* [Set tasks]
a) In the post about the former band's car shop, what job would Gareth have?
b) Extend the post about the former band's car shop and TV show, starting right after its last sentence.

* [Passage shown]
-----

SO say CC got big enough to be known kinda western globally or whatever, maybe bigger idk i don’t care but anyway. maybe they were a one hit wonder in the 80/90’s or whatever.
but they stopped playing because they all kinda wanted to settle down and stop partying and wanted to buy houses and not have to tour all the time or whatever right. say gareth met a girl and got married to her and they had a kid on the way, jeff and grant wanted to settle down and live a cosy steady life together, eddie was just so fucking tired of being front man idol or whatver. and they all just wanted to get back into the mechanic shop - maybe they all apprenticed at thatcher tyers or whatever in hawkins when they were younger.
whatever the reason, they’re ex-famous band who are pretty ficking rich and love working on cars and shit. so they open a shop and start fixing up cars. they get a lot of rapport because of their name; the shops called corroded cars or something similar to the band name. eddie runs the place because it’s mostly his passion and he impulse bought the shop himself whilst drunk one night and then they were all just like okay yeah let’s do this lol.
maybe one night they’re all chilling at gareth’s place for “family” dinner and after dinner they’re just watching telly and a car show comes on and then they get the idea to start a show!!! so they do!!!
eddie’s the main guy, obviously. he’s always been the drama queen confident one so he runs it all, and it’s His shop anyway. eddie is the idiotic, loveable, idiot but he’s also just a cool down to earth alternative guy who headbangs whilst working on engines and REFUSES to cut his hair.
i think jeff would be the head painter, graphic artist,. i feel such an arty vibe from him ya know? i think that would be his area of expertise. the audience would love his general calm vibe but also adore how easily he puts everyone in their place in a second and is so secretly sassy.
i think argyle would be the airbrush guy and also works in paint / design. he’s Definitely not always high and is just funny like that… definitely. his niche opinions and random curiosities keep the audience captivated.
gareth would be the detailer i think. he’s got a sort of perfectionist vibe and he’d always have a go when eddie brings in a car or a bike he’s just been fixing the motor of or whatever and there’s grease stains all over the doors and shit. the audience would love their banter.
grant would be the bike shop manager, he’s got a strong interest in motorbikes and that’s his area of expertise. he’ll spend hours perfecting one part of the body of a bike and eddie adores his dedication every fuckinf time.

-----

* [Given entries]

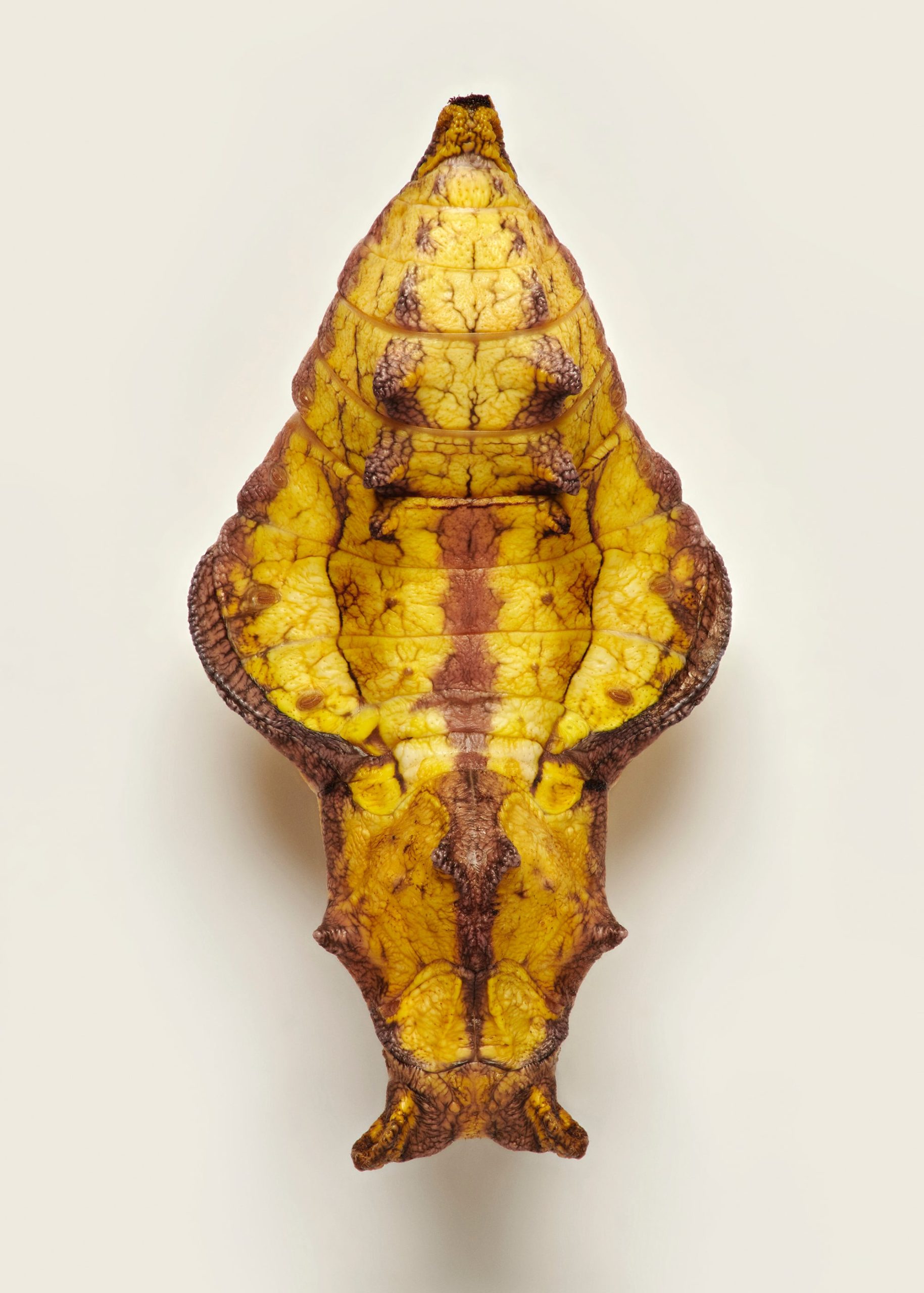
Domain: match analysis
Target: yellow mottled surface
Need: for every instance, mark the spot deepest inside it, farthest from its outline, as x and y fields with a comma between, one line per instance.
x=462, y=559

-----

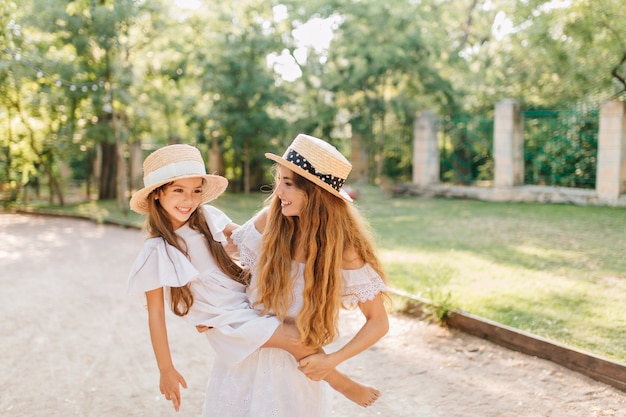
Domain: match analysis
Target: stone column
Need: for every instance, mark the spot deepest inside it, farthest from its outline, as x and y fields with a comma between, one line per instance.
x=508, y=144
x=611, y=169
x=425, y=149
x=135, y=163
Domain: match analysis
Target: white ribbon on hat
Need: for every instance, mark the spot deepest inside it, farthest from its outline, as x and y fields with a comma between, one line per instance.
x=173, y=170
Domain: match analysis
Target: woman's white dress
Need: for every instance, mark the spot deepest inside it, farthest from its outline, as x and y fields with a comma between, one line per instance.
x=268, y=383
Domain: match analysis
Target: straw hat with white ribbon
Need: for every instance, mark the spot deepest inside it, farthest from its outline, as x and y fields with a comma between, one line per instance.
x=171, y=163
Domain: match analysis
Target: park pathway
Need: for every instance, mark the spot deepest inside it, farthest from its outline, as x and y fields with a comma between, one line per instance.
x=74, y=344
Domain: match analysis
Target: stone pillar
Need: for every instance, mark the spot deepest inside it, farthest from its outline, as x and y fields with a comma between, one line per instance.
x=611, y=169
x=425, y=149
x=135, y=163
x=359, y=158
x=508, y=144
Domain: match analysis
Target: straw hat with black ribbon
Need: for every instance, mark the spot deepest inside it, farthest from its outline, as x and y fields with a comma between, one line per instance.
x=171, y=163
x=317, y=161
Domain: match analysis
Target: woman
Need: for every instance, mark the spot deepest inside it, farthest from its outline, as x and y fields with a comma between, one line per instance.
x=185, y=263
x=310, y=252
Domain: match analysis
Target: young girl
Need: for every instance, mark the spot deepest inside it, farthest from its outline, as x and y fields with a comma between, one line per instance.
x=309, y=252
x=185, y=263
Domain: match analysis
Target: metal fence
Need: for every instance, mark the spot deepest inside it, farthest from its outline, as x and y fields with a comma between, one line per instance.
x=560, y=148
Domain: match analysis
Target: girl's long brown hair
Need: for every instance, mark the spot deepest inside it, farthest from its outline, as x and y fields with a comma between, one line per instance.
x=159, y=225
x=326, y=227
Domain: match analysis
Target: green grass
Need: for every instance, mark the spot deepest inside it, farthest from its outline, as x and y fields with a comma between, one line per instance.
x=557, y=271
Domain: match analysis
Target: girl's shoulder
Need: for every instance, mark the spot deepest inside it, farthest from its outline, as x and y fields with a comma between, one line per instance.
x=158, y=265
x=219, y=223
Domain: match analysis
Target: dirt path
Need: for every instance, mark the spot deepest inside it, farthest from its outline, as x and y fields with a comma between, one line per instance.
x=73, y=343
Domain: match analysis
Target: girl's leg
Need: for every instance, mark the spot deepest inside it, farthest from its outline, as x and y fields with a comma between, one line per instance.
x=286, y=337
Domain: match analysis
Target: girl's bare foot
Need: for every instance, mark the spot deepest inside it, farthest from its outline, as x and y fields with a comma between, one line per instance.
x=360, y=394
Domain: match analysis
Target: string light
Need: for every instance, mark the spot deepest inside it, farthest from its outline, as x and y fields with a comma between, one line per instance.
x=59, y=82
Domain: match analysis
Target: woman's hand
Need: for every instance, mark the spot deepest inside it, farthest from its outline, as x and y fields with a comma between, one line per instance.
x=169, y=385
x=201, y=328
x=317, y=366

-----

* [Final results]
a) He would be the detailer.

b)
jonothan would be the tech guy. he finds ways to update old cars to help them run smoothly whilst feeling authentic in the drive. some of the tech he pulls out is next level and everyone in the shop will spend an entire episode gushing about this one feature in a car he added that makes it feel like a spy car or something.
Nancy!! she’d be the behind the scenes manager. eddie hired her about one month into the buisiness when he realised none of the CC guys could / or wanted to do the books and shit. she’s smart as hell and a total hard ass when it comes to their aloof attitude and carelessness, but she’s also good fun and a total girlboss. eddie relies on her to keep the shop afloat, he’d be lost without her. she’s a fan favorite because she’s the only one who can attempt to put eddie in his place and acctually succeed. anyone goes and tells eddie he needs to think about the budget before he goes spending, he won’t even listen, she gives him one look and tells him no and suddenly he’s sheepish and nodding and walking away like a child who was told they can’t have a cookie. she’s in charge of all the books / finance / accounts / all that stuff!
(also, people are having a hard time figuring out if she’s dating john or argyle, or weather those guys are dating eachotjer, or if they’re all dating, or if None of them are dating)
Chrissy!! she’s adorable. a total fan favorite. she’s their receptionist and is currently taking an engineering course part time in college, finally taking the initiative to do something She actually wants to do. her sweet demeanour pulls customers and watchers in, and her determined attitude is what makes them stay. she’s like pure sugar, but so insanely smart. sometimes she’ll come and watch everyone as they work and if it’s not busy they’ll teach her different things and let her try. everyone loves the episodes where chrissy gets to try and fix things or paint things or learn things!
ROBIN!!! my girl! ugh! she’s TOTALLY an iconic mean lesbian okay. she’s always got banter with the guys, and she’s so cool calm and clllected, insulting them all the time. the girls in the audience go crazy when she’s onscreen in just a wife beater tank and got them gay girl muscles out! she works close with eddie on motors and shit but she’s also the project scout. she looks for new things for them to try and brings these ideas / cars / bikes / whatever else over to eddie to get out into the show! but the audience loves her even more when they see her totally awkward dorky side come out the first episode where chrissy comes over and watches robin work. they’ve never seen robin drop a spanner so much! chrissy is the only one who can fluster robin like that. the audience is rooting for their romance.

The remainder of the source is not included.